Scale the material from its first line up to and including the line with "[0,0,1344,894]", and repeat every line in that span, requests included. Multiply each bounding-box coordinate in the answers by 1.65 and round to the nearest whole number, with halves rounding up.

**** RECORDED DATA ****

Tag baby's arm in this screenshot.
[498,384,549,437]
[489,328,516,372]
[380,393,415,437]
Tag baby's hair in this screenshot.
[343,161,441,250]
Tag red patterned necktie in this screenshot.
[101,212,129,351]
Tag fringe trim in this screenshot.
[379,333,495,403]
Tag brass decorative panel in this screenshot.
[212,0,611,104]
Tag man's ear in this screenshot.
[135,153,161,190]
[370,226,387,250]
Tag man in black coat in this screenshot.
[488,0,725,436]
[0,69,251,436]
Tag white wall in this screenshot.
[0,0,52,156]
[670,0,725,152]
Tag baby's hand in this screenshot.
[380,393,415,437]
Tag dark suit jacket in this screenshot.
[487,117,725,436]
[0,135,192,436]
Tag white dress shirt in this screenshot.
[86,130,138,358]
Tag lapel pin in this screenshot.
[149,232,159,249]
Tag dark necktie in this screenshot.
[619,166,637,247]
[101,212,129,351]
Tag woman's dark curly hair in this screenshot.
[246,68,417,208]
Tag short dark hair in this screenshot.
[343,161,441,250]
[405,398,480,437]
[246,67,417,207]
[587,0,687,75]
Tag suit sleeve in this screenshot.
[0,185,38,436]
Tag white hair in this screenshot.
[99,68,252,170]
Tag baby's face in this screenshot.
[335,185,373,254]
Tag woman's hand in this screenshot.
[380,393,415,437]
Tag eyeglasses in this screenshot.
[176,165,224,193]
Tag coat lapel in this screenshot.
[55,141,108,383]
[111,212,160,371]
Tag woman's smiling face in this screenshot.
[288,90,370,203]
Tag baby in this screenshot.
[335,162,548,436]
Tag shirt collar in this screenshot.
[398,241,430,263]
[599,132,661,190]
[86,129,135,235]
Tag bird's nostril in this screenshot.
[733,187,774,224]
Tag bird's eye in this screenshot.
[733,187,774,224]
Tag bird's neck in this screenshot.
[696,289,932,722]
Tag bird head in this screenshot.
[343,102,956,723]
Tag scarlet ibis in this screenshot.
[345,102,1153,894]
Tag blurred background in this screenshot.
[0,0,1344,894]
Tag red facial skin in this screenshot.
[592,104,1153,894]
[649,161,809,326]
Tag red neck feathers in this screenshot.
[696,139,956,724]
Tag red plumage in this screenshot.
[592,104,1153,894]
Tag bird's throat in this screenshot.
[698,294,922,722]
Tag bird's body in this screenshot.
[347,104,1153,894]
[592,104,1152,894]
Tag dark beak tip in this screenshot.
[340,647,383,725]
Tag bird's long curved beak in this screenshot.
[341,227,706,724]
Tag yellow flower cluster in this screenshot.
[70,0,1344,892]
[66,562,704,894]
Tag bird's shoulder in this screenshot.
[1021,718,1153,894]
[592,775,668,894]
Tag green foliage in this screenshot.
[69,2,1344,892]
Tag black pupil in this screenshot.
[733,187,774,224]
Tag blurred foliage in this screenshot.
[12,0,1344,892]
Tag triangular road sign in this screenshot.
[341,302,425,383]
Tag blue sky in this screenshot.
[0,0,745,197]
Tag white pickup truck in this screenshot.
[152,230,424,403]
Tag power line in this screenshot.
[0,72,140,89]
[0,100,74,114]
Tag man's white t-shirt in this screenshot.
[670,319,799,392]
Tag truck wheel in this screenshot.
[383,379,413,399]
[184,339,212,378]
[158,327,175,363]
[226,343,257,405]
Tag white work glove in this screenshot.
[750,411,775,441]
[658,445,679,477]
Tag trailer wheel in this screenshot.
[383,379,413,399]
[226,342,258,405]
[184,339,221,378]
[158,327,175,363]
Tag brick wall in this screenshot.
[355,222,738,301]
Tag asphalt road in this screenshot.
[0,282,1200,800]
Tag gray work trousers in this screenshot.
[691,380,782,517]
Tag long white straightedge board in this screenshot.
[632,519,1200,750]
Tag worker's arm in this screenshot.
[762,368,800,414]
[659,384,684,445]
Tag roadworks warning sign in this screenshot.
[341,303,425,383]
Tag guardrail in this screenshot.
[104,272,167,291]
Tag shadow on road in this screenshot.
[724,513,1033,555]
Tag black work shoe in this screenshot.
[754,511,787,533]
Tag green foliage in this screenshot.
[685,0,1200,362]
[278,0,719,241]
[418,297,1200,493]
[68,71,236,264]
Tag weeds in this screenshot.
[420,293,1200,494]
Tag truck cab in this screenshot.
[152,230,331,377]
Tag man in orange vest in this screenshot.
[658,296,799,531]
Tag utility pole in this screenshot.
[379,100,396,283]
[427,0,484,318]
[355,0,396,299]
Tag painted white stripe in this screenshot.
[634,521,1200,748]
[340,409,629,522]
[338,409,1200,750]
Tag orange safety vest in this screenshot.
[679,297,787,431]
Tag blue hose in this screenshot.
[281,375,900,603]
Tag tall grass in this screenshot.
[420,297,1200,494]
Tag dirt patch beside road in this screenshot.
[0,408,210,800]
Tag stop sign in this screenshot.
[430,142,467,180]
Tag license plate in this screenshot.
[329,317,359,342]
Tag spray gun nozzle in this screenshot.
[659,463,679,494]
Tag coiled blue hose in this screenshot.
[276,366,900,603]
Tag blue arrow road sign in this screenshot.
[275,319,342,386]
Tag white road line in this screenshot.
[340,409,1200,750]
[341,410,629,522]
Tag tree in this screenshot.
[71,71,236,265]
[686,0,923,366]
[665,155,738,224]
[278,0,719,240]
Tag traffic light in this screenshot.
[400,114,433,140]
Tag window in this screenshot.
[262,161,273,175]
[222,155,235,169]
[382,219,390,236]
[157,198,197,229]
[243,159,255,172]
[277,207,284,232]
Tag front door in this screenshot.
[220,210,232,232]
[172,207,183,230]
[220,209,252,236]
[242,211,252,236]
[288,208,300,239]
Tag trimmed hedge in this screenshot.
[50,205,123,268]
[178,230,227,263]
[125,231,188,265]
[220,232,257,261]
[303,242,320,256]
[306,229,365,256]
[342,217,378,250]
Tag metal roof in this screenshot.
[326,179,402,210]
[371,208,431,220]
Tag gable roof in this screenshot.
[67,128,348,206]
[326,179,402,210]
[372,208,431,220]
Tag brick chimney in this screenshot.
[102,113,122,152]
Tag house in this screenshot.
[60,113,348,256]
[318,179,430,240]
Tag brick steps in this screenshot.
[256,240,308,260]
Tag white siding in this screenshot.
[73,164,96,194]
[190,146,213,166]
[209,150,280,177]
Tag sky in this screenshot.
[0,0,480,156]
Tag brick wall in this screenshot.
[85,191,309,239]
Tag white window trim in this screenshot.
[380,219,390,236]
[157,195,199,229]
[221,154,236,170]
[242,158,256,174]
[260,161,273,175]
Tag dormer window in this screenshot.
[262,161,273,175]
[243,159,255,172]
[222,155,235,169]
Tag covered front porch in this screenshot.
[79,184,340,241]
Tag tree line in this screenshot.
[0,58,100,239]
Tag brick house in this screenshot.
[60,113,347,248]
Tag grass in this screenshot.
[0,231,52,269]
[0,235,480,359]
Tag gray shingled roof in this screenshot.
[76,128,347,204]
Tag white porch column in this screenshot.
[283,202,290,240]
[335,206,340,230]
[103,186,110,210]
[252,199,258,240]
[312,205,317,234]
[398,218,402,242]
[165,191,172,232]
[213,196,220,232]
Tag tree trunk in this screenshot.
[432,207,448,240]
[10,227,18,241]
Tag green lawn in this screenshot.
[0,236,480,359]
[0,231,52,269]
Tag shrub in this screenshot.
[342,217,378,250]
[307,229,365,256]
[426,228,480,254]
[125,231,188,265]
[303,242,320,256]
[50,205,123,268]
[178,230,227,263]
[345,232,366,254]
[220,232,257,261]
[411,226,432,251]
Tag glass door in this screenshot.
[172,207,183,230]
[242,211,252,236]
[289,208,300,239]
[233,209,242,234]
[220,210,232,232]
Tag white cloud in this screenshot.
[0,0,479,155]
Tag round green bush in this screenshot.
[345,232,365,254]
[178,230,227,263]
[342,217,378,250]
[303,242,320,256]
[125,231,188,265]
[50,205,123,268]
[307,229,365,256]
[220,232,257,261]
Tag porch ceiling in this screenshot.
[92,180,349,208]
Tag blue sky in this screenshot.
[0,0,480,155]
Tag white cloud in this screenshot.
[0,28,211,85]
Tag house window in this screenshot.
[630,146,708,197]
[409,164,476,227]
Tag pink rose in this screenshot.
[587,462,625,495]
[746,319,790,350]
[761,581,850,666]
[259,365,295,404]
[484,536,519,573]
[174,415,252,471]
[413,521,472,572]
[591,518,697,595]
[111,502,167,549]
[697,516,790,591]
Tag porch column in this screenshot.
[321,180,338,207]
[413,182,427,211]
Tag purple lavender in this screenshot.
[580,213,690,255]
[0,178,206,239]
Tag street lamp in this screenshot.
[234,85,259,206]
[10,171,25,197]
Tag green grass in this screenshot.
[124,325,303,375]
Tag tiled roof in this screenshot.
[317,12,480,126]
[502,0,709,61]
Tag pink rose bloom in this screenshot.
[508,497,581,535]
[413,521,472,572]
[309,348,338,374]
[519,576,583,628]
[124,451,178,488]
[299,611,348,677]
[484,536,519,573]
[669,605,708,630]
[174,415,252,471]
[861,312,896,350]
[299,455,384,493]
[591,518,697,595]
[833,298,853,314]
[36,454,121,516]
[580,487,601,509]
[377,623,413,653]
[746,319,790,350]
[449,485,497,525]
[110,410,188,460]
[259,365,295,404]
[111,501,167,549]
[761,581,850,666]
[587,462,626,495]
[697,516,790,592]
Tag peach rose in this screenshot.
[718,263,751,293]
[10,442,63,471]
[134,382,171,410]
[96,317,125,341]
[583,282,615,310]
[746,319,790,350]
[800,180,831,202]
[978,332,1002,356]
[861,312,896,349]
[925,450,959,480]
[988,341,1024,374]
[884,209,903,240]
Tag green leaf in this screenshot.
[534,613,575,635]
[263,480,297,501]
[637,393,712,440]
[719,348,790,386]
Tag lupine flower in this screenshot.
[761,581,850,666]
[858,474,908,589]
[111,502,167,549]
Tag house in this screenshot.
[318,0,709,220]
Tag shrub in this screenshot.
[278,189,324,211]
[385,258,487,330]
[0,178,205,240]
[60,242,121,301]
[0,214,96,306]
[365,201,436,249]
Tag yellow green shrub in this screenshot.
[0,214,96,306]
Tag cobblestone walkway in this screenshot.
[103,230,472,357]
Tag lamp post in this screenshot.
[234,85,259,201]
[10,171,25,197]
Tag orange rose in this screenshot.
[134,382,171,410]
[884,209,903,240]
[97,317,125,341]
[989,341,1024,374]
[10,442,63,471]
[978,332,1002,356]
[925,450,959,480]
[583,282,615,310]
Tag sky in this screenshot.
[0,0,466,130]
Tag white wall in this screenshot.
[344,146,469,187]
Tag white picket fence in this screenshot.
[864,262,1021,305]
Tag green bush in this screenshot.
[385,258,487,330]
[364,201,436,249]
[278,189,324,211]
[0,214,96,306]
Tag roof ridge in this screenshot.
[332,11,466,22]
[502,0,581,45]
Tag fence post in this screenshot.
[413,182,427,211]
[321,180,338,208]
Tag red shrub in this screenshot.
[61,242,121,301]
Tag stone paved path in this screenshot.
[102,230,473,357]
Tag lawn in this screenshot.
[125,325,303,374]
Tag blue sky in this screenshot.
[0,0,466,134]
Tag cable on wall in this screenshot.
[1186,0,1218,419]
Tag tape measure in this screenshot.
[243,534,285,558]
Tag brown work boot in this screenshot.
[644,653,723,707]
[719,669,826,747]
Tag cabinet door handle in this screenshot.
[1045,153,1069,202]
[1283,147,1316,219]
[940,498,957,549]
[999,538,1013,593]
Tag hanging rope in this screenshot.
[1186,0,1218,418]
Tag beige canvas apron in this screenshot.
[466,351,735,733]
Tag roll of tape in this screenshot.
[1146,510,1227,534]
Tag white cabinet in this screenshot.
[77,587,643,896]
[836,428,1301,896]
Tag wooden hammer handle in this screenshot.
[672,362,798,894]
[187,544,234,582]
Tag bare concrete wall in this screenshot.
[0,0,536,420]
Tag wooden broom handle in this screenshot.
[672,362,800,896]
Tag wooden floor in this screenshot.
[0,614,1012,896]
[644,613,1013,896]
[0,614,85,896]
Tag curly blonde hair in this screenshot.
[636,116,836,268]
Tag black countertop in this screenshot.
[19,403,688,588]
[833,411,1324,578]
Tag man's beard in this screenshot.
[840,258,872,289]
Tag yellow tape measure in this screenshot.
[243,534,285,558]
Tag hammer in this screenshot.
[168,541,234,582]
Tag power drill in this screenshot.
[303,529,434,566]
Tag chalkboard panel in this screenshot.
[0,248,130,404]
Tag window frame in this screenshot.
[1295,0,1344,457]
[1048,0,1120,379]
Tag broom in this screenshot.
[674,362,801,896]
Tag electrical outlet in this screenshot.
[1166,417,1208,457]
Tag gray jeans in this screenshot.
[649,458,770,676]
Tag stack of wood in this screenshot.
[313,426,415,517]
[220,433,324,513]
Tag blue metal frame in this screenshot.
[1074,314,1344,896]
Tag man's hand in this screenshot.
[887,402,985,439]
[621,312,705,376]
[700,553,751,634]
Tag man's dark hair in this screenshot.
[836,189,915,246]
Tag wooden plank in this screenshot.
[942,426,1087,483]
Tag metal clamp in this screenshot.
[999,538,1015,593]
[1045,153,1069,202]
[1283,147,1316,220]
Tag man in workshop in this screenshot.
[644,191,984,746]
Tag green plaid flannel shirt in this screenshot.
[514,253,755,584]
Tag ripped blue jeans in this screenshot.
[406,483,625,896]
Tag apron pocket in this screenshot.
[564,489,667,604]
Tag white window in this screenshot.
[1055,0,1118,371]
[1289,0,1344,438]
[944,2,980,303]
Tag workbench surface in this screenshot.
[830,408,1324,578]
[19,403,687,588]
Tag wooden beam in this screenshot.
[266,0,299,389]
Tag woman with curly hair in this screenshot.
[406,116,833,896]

****

> ANSWER TO THIS TASK
Tag baby's arm in this screenshot.
[822,634,906,721]
[807,541,851,614]
[627,648,685,721]
Tag baby's hair in this screenshot.
[566,266,728,413]
Tag red patterned necktie in this screenshot.
[167,350,213,579]
Tag fringe trim in this screenshot.
[625,549,817,665]
Tag brass decorative panel in this screenshot.
[350,0,1008,172]
Tag man's ear in this screenshot.
[223,252,266,314]
[611,373,639,413]
Tag man in black coat in this screenshot.
[805,0,1196,719]
[0,114,414,719]
Tag white wall in this screenshot.
[0,0,86,257]
[1106,0,1196,251]
Tag baby's hand in this screenshot.
[627,648,685,721]
Tag dark suit jacket in this screenshot.
[804,193,1196,719]
[0,223,317,719]
Tag white dress shirt in this screenshot.
[142,215,228,591]
Tag lapel pin in this screenshot.
[246,383,262,411]
Tag dark necktie in this screenshot.
[1021,274,1051,408]
[167,350,213,579]
Tag woman's dark curly hair in this screenshot.
[406,112,688,343]
Tag short dark hair in this screenshot.
[566,266,728,413]
[668,657,792,721]
[406,111,688,342]
[969,0,1134,124]
Tag suit sleeve in this screenshot.
[0,305,63,719]
Tag white hair in this screenshot.
[163,112,416,281]
Tag baby's face in this screenshot.
[553,305,615,419]
Tag woman's hand in this screenshot.
[627,648,685,721]
Tag eyeglasses in this screenshot.
[290,272,370,318]
Tag coat lapel in this screenshot.
[91,233,178,632]
[183,350,264,612]
Tag woman's smiling face in this screenshot.
[475,149,611,335]
Tag baby in this screenshot.
[553,267,904,719]
Tag shirt collar in this screenshot.
[657,398,710,434]
[988,218,1091,314]
[142,213,223,388]
Tag bird's nostril in this screenshot.
[1209,309,1277,370]
Tag bird's eye in this screenshot.
[1209,309,1277,370]
Tag bird's neck in this screenshot.
[1148,477,1538,1191]
Tag bird head in this screenshot.
[566,168,1577,1193]
Tag scarlet ibis in this screenshot.
[569,168,1902,1475]
Tag blurred background in this screenshot.
[0,0,2218,1475]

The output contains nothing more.